Please print every record below exactly as it reads.

### Data extracts ###

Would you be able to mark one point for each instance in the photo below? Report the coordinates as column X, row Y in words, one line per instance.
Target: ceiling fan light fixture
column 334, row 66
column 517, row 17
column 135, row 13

###

§ **Result of the exercise**:
Would you be able to mark one point for each instance in the photo below? Report the coordinates as column X, row Y in words, one line per instance.
Target: ceiling fan light fixture
column 334, row 66
column 517, row 17
column 135, row 13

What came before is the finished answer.